* RECORD EXTRACTS *
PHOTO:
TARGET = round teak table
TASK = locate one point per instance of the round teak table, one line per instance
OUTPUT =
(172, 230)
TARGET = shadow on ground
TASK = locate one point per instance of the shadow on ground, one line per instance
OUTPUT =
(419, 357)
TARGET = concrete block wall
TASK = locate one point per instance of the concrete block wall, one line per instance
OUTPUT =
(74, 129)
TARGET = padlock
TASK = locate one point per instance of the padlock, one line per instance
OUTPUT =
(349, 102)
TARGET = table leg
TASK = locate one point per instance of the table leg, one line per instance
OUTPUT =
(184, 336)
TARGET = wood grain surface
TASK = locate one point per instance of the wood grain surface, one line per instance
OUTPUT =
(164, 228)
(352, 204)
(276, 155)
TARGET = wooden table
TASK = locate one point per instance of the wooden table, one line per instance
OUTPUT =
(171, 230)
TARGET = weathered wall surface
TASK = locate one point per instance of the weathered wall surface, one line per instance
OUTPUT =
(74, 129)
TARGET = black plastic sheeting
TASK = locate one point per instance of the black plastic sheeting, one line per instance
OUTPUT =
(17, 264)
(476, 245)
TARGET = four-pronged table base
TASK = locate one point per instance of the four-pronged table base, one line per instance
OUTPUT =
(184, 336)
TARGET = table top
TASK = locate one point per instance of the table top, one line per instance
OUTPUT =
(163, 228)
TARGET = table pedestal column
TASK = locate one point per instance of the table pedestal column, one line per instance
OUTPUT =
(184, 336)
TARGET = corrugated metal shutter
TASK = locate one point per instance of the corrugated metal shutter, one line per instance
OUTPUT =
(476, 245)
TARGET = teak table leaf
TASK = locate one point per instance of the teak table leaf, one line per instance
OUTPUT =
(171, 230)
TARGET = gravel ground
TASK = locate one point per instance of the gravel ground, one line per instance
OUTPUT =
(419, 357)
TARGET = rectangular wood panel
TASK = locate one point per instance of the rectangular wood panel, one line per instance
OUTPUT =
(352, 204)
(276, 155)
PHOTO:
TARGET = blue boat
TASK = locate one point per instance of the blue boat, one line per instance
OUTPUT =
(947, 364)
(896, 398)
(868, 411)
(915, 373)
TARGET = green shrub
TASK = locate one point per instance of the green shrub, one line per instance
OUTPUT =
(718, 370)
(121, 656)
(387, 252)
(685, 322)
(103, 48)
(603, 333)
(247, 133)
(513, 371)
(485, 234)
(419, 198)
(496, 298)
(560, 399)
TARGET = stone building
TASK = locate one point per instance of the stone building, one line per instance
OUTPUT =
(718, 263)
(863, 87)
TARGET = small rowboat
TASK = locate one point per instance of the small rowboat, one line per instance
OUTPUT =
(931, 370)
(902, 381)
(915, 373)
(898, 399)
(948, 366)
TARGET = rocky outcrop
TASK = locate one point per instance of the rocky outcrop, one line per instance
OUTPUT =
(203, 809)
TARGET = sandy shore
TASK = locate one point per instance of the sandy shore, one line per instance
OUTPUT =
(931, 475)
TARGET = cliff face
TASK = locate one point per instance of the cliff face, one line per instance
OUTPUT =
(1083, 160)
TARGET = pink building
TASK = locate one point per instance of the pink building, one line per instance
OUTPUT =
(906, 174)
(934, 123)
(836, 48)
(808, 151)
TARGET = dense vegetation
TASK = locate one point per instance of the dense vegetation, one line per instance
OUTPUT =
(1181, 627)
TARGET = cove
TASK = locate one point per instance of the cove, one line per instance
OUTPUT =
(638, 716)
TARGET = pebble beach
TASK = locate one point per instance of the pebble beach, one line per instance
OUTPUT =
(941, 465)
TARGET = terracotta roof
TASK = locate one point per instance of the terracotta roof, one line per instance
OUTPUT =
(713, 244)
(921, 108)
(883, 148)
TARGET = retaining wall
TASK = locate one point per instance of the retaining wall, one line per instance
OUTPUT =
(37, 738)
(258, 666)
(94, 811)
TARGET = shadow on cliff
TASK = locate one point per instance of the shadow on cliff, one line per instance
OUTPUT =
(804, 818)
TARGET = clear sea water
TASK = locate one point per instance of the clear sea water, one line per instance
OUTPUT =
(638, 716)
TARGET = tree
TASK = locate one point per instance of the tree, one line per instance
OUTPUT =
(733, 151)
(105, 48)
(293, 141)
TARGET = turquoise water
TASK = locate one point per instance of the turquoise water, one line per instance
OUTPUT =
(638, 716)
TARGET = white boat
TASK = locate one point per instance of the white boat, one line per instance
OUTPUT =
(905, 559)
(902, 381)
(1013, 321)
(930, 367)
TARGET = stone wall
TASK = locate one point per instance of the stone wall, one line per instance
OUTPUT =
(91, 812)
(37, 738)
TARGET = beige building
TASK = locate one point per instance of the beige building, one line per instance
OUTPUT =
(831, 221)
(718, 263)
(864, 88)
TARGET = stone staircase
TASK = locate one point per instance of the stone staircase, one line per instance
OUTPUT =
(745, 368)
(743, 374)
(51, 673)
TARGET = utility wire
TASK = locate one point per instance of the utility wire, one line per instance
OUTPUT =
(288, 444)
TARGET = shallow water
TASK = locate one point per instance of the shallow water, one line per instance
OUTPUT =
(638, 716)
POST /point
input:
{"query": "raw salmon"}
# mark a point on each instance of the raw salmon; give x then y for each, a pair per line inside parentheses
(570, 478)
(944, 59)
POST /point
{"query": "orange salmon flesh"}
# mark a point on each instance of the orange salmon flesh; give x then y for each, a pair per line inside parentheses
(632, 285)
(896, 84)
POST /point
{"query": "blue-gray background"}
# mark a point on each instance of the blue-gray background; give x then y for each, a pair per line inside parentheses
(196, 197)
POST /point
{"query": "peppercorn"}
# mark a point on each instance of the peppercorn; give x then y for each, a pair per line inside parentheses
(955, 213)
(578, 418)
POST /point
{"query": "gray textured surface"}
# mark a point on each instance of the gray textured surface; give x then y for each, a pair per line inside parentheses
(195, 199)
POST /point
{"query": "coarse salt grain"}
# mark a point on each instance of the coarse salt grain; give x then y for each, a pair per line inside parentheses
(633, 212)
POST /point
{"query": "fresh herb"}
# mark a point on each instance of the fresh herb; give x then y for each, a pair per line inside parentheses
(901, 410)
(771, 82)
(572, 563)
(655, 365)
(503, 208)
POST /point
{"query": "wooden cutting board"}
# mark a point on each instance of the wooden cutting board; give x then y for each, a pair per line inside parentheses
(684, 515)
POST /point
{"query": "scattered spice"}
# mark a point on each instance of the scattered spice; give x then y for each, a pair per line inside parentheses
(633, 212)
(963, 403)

* WHAT IS NEEDED *
Each line of the material that contains the string "turquoise" has to be copied out.

* RESULT *
TARGET = turquoise water
TASK = locate one point per instance of the turquoise water, one line per instance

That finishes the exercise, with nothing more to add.